Give the stretch of records from the start through the line that contains "[(107, 340)]" again, with "keypoint" swapped for "marker" and everything else unchanged. Leave the pictures out of the answer.
* Start *
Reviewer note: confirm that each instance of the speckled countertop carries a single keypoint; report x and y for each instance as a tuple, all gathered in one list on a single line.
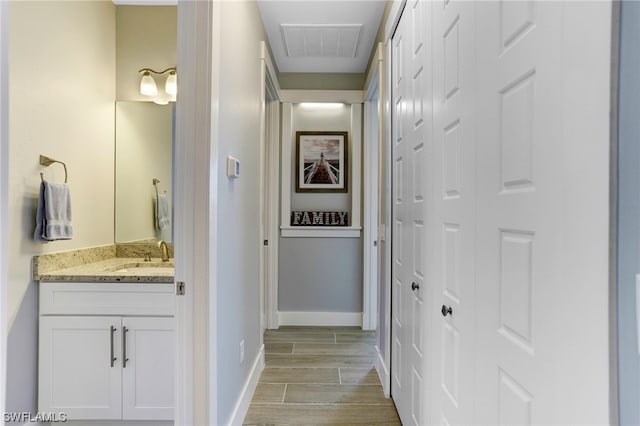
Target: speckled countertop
[(100, 264)]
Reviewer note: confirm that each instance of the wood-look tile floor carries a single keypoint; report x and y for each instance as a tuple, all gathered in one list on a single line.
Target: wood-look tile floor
[(320, 376)]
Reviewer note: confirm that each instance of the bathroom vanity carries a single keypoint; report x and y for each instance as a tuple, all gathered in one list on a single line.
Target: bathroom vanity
[(107, 340)]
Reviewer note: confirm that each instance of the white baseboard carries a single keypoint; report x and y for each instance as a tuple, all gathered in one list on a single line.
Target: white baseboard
[(383, 373), (244, 400), (320, 318)]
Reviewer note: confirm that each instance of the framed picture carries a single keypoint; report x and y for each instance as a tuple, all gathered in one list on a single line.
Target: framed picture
[(321, 161)]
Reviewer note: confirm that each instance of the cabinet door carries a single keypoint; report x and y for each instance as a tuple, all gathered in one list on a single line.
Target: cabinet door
[(148, 369), (77, 372)]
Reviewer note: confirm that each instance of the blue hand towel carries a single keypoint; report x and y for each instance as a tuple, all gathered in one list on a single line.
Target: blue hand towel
[(53, 219), (162, 212)]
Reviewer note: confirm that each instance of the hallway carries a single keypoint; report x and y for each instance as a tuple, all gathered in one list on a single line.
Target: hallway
[(320, 375)]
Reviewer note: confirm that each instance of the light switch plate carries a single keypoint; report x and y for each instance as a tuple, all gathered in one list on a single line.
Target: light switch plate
[(233, 167)]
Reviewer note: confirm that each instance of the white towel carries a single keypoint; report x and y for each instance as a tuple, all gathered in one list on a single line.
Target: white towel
[(53, 219), (162, 212)]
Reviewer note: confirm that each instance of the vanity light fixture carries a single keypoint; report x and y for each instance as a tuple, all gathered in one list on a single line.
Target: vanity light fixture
[(148, 85), (171, 85)]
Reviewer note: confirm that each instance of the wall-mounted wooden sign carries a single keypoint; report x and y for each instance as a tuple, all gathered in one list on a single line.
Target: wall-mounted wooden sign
[(311, 218)]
* End *
| Solution to this problem |
Reviewer note: confirm that each instance of the speckled countertop carries a single marker; report x and y for each instance as a tuple, all gathered in one list on a single line.
Target: speckled countertop
[(100, 264)]
Reviewer note: confirm that each instance of the wood-look tile floor carries a single marker; report x and y for each instance as a tuple, all gathered in one list on a single line.
Target: wood-look tile floor
[(320, 376)]
Reviewer note: confirm that each instance of the bathroom vanity carries a single marker; report x and y for each instance as a tuple, all gathered in one list on a single line.
Target: bathroom vanity
[(107, 340)]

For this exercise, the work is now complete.